## Your assignment:
Answer these from the transfusion text below:
1. About how long does plasma take to process and transport before infusion can begin after hospital arrival?
2. How many studies did the Rajasekhar et al systematic review include?
3. How many massively transfused trauma patients did the US Army report on in 2010?

[[ Source text open ]]

For the majority of clinicians managing these bleeding patients, the current test list only includes the hemoglobin level, platelet count, INR, partial thromboplastin time, and fibrinogen. There are no high-quality data about where to target these measures during a massive hemorrhage. Numerous guidelines have been published to provide guidance on a reasonable approach as to when RBCs, plasma, platelet, and cryoprecipitate transfusions should be administered to the massively bleeding patient in the absence of high-quality data.27–30
Resuscitation with ratio-based plasma infusion
In 2007 and 2008, Borgman and Spinella published 2 studies detailing the remarkable beneficial effect of high ratios of plasma to RBCs on the mortality of injured patients in Iraq.31,32 They concluded that the use of a ratios of 1:1 plasma to RBCs resulted in an absolute risk reduction in mortality of 55% and would assist with the cessation of hemorrhage and therefore a reduction in the need for RBC transfusion. These 2 studies were retrospective in nature, with expected differences in the baseline characteristics between patients receiving high- and low-ratio plasma therapy. Patients were not managed with immediately available thawed plasma, so both studies were affected by survivorship bias. Because plasma has a processing/transport time of approximately 93 minutes33 until commencement of infusion after arrival to hospital, nonsurvivors are more likely to die without having the opportunity to receive plasma. Snyder et al were the first to provide evidence that these studies likely reflected survivorship bias rather than a true beneficial effect of plasma.33 Rajasekhar et al subsequently published a systematic review on this topic, including 11 studies (3 prospective, 7 retrospective, and 1 case-control)34 and concluded that there was insufficient evidence to support the use of fixed ratios in massively transfused trauma patients. In addition, similar reports on the benefit of higher ratios of platelets to RBC units have been published, with similar limitations.35 Nonrandomized trials will not provide us with the definitive answer to this important question. Two randomized trials are under way to assist with answering this question, the Trauma Lab versus Formula Pilot Trial (TR-FL)36 and the Pragmatic Randomized Optimum Platelet and Plasma Ratios (PROPPR) trial. The PROPPR trial will be the first prospective trial to address the role of early platelet transfusion in the management of massively bleeding trauma patients.
The US Army was the first to change practice and commence managing patients with thawed plasma at arrival to hospital. In 2010, they reported on 777 massively transfused trauma patients cared for before and after implementation of the 1:1 plasma to RBCs protocol.37 Despite clear adoption of the protocol, there was no mortality benefit observed. In addition, despite receiving a median of 6 additional units of plasma and 1 additional apheresis platelet transfusion, the use of RBCs actually increased, providing no evidence that this therapy provided hemostatic benefit.

[[ Source text closed ]]
[[ Given data open ]]

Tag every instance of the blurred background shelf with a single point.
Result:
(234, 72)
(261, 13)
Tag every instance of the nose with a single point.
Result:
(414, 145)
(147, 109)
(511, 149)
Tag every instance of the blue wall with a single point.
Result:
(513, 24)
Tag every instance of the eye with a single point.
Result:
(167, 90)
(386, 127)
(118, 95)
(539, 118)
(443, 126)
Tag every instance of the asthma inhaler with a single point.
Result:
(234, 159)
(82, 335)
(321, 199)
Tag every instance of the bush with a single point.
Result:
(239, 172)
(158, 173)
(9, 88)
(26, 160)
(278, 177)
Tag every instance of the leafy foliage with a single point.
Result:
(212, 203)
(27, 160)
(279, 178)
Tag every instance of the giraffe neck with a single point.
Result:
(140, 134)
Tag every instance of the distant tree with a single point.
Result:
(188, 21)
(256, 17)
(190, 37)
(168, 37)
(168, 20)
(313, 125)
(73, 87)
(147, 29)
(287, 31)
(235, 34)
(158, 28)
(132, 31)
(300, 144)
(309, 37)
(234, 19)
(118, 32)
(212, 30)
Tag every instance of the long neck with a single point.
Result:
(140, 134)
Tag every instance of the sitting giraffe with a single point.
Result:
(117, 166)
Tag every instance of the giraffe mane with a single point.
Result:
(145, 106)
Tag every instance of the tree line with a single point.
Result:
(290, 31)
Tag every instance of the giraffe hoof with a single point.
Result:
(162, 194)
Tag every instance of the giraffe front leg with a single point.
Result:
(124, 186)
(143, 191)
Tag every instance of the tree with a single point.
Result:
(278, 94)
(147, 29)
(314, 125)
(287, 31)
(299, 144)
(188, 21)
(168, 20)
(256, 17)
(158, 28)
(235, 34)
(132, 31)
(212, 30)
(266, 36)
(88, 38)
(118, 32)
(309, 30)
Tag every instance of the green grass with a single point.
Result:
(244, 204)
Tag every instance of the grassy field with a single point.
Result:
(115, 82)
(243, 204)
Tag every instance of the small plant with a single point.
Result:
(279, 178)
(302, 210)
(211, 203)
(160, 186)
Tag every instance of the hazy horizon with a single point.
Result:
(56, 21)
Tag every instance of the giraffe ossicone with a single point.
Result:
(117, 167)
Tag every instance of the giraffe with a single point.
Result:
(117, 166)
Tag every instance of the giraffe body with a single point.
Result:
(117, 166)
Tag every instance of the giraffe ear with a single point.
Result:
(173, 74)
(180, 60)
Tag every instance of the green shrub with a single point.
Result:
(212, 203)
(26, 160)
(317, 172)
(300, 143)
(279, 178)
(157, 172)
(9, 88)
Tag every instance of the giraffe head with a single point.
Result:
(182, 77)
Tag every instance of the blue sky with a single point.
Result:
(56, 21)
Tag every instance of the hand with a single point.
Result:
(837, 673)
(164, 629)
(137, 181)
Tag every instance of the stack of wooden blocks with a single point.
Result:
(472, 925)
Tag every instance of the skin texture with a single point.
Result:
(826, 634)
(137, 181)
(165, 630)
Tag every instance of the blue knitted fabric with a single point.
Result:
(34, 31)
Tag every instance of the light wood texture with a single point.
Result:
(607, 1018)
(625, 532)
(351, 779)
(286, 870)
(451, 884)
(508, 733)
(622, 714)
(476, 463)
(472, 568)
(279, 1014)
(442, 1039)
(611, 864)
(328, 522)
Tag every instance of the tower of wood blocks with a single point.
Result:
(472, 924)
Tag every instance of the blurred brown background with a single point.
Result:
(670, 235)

[[ Given data closed ]]

## Final answer:
1. Approximately 93 minutes.
2. 11 studies.
3. 777 patients.